_Work to do_:
a) Reproduce the passage of the article on "The Best of Both Worlds" between "Set in the 24th" and "of cybernetic humanoids.", inclusive.
b) According to the article on "The Best of Both Worlds", in what month and year was the episode re-released edited together as a single feature film?

_Selected excerpt_:
========================
- Blu-ray release cover
- Episode nos.: Season 3 and 4 Episodes 26 and 1
- Directed by: Cliff Bole
- Written by: Michael Piller
- Cinematography by: Marvin Rush
- Production codes: 174 and 175
- Original air dates: June 18, 1990; September 24, 1990;

Guest appearances
- Colm Meaney as Miles O'Brien; Elizabeth Dennehy as Lt. Commander Shelby; George Murdock as Admiral J.P. Hanson; Whoopi Goldberg as Guinan; Majel Barrett as Computer Voice;

Episode chronology
| ← Previous "Transfigurations" | Next → "Family" |
- Star Trek: The Next Generation season 3

= The Best of Both Worlds (Star Trek: The Next Generation) =

Two-part episode bridging seasons 3-4

"The Best of Both Worlds" is the 26th episode of the third season and the first episode of the fourth season of the American science fiction television series Star Trek: The Next Generation. It comprises the 74th and 75th episodes of the series overall. The first part was originally aired on June 18, 1990, and the second on September 24, 1990, in broadcast syndication television.

Set in the 24th century, the series follows the adventures of the Starfleet crew of the Federation starship Enterprise-D. In this two part episode, the Enterprise must battle the Borg who are intent on conquering Earth, with a captured and assimilated Captain Picard as their emissary. Part 1 was the finale to season three, while Part 2 was the premiere of season four. It is considered one of the most popular Star Trek episodes.

In April 2013, "The Best of Both Worlds" was re-released edited together as a single feature film, released on Blu-ray disc and shown as a one-night only event in movie theaters.

==Plot==
===Part I===
The Starship responds to a distress call from the Federation colony on Jouret IV and arrives to discover the colony gone. The Federation suspect the Borg—a hive mind of cybernetic humanoids.
========================
_Data rows_:

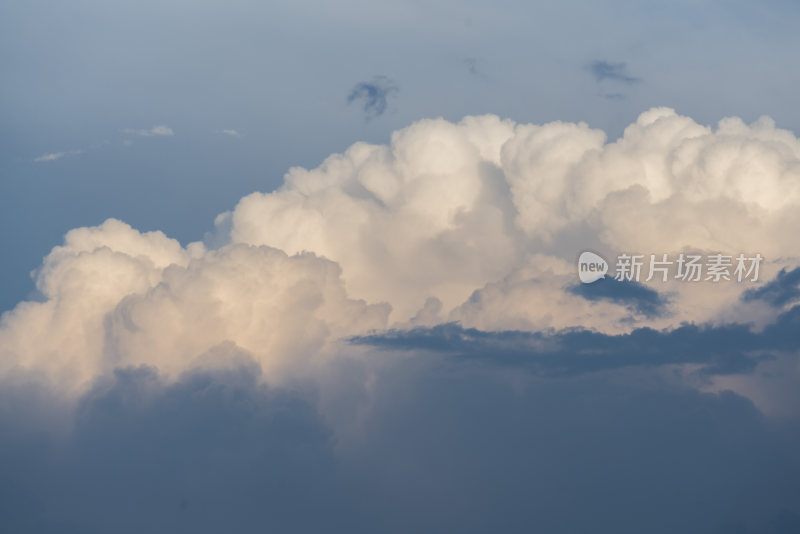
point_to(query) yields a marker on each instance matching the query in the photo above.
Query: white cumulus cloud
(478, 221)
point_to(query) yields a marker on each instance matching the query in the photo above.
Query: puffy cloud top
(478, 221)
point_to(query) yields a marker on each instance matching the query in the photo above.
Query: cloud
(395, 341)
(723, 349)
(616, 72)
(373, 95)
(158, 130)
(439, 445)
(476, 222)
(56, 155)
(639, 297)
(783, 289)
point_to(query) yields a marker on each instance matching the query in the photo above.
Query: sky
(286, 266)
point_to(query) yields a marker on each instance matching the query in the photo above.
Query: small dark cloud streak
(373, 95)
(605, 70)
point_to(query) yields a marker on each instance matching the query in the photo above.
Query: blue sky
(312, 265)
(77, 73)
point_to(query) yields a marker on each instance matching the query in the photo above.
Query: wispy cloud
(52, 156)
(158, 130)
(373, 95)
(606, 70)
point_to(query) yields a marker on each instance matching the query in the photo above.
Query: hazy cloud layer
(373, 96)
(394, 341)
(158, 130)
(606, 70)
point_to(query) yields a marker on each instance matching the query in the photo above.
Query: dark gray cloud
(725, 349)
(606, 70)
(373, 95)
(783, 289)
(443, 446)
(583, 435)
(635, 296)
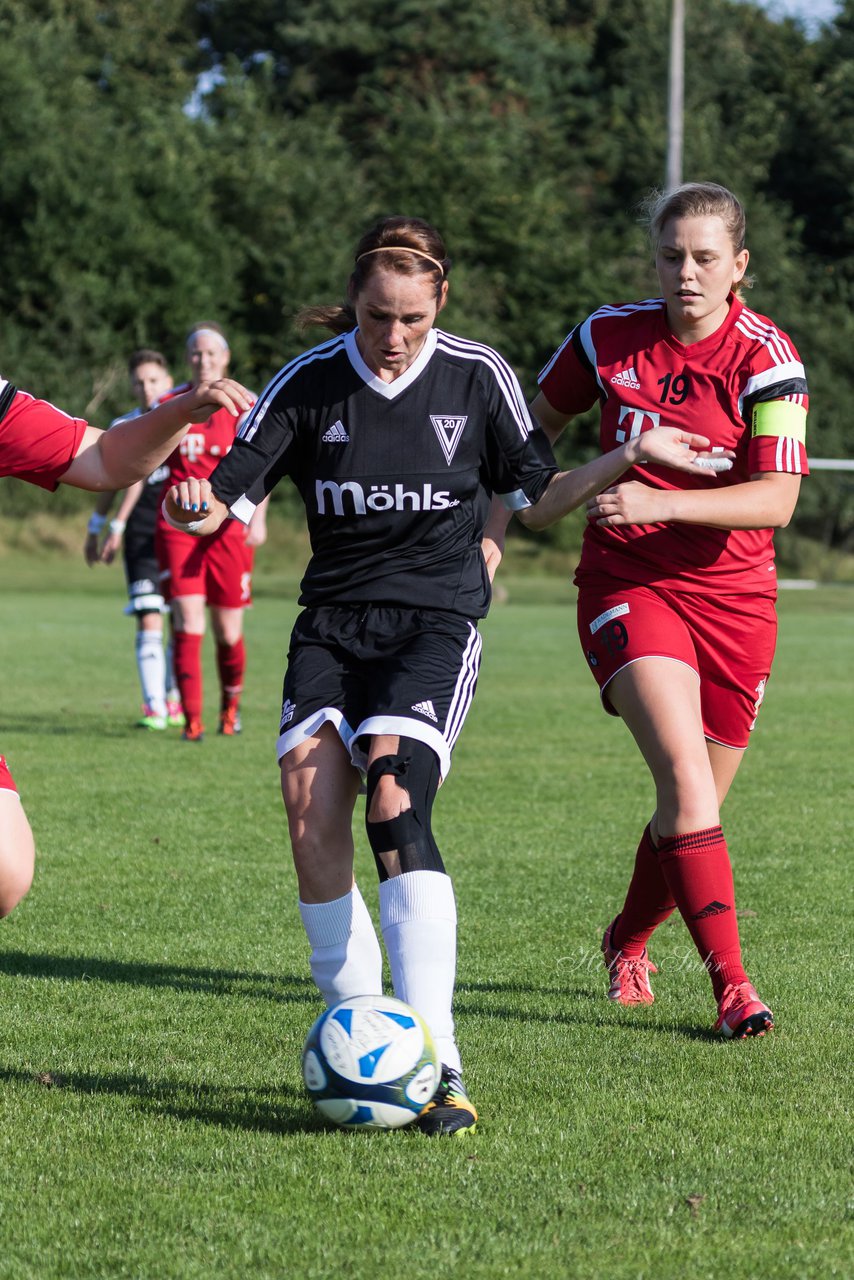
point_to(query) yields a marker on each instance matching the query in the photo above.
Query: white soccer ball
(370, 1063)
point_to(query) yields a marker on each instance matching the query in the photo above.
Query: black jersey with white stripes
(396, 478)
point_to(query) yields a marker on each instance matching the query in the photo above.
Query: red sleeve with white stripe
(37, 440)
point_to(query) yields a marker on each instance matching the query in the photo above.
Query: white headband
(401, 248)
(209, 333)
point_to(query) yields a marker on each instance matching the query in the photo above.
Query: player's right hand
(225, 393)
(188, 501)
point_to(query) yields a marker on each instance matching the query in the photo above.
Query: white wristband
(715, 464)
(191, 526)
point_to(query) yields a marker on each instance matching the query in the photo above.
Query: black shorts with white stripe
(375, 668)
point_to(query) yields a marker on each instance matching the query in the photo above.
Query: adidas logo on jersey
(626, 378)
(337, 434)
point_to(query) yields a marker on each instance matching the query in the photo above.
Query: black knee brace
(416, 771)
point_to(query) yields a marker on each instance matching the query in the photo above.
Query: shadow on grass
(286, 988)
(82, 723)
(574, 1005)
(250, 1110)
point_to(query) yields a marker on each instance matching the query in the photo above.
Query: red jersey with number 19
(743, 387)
========================
_List of solutions_:
a)
Set in the 24th century, the series follows the adventures of the Starfleet crew of the Federation starship Enterprise-D. In this two part episode, the Enterprise must battle the Borg who are intent on conquering Earth, with a captured and assimilated Captain Picard as their emissary. Part 1 was the finale to season three, while Part 2 was the premiere of season four. It is considered one of the most popular Star Trek episodes.

In April 2013, "The Best of Both Worlds" was re-released edited together as a single feature film, released on Blu-ray disc and shown as a one-night only event in movie theaters.

==Plot==
===Part I===
The Starship responds to a distress call from the Federation colony on Jouret IV and arrives to discover the colony gone. The Federation suspect the Borg—a hive mind of cybernetic humanoids.

b) April 2013